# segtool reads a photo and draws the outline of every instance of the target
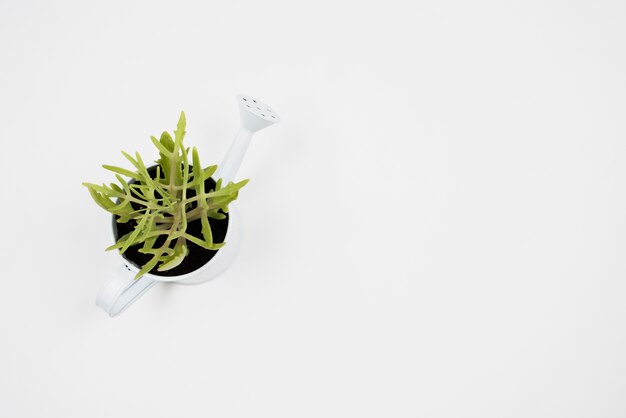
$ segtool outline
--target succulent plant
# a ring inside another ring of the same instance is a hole
[[[222,247],[224,243],[213,242],[209,218],[225,218],[228,205],[248,182],[223,185],[220,179],[214,189],[205,190],[205,180],[215,173],[217,165],[202,168],[195,147],[190,164],[189,148],[183,146],[185,127],[185,113],[181,112],[174,138],[167,132],[160,139],[151,137],[160,157],[156,161],[156,176],[149,174],[139,153],[133,157],[122,151],[133,169],[103,165],[115,173],[119,184],[83,183],[98,205],[116,215],[117,222],[134,224],[131,232],[119,237],[107,250],[119,249],[123,254],[131,246],[142,245],[139,252],[152,255],[136,279],[155,267],[166,271],[178,266],[189,253],[188,242],[207,250]],[[189,222],[197,220],[202,223],[202,239],[187,231]]]

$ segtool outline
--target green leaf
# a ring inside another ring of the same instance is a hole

■ Goal of the exercise: Your answer should be one number: how many lines in the material hold the word "target".

■ Answer space: 3